> Required work
Switch "corridor-flow study" to "foot-traffic study" everywhere in the rows below, and write them out again with nothing else changed.

> Data for the task
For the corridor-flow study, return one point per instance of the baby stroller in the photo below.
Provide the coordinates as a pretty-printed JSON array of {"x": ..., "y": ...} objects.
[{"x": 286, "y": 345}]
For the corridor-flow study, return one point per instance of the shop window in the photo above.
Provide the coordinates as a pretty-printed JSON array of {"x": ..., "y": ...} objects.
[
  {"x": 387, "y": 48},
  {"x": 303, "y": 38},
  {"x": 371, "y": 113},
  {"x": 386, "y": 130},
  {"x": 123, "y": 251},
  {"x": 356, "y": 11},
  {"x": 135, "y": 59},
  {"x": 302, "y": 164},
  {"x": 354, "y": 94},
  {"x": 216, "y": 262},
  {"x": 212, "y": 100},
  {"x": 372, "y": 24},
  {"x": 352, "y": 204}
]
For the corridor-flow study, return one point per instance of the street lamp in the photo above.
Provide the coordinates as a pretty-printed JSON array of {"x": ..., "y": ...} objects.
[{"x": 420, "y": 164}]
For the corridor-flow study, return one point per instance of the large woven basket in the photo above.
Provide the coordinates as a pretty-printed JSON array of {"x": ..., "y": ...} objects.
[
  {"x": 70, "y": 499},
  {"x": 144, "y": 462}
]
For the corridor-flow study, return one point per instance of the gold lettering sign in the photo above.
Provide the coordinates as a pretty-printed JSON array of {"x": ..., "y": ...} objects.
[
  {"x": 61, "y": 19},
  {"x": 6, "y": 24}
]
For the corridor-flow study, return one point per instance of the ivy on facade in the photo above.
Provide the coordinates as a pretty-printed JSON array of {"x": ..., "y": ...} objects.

> Answer to this exercise
For the foot-traffic study, return one point per instance of the baby stroller in the photo below.
Provide the coordinates as a pretty-printed JSON array of {"x": ..., "y": ...} objects.
[{"x": 286, "y": 345}]
For the foot-traffic study, return one point per instance of the shop window in the photo above.
Provide the coordinates as a pretty-printed JSON array of {"x": ..., "y": ...} objects.
[
  {"x": 387, "y": 48},
  {"x": 303, "y": 38},
  {"x": 371, "y": 113},
  {"x": 386, "y": 130},
  {"x": 123, "y": 251},
  {"x": 356, "y": 11},
  {"x": 135, "y": 59},
  {"x": 302, "y": 164},
  {"x": 354, "y": 94},
  {"x": 216, "y": 262},
  {"x": 212, "y": 100},
  {"x": 372, "y": 24},
  {"x": 352, "y": 204}
]
For the foot-traffic study, return one point per instance of the street lamp in the photo above.
Provide the coordinates as a pretty-printed JSON array of {"x": ..., "y": ...} objects.
[{"x": 420, "y": 164}]
For the foot-traffic study, return one point per instance of the large woven basket in the photo above.
Provide the coordinates as a pretty-printed JSON array of {"x": ..., "y": ...} objects.
[
  {"x": 70, "y": 499},
  {"x": 144, "y": 462}
]
For the foot-traffic study, return one point per instance of the gold lettering sign in the photo above.
Provide the coordinates as a pretty-printed JSON array of {"x": ..., "y": ...} objects.
[
  {"x": 61, "y": 19},
  {"x": 6, "y": 24}
]
For the foot-traffic study, return one point per instance of the ivy on facade in the photo above.
Provide the coordinates as a pretty-printed JSON array of {"x": ..., "y": ...} objects.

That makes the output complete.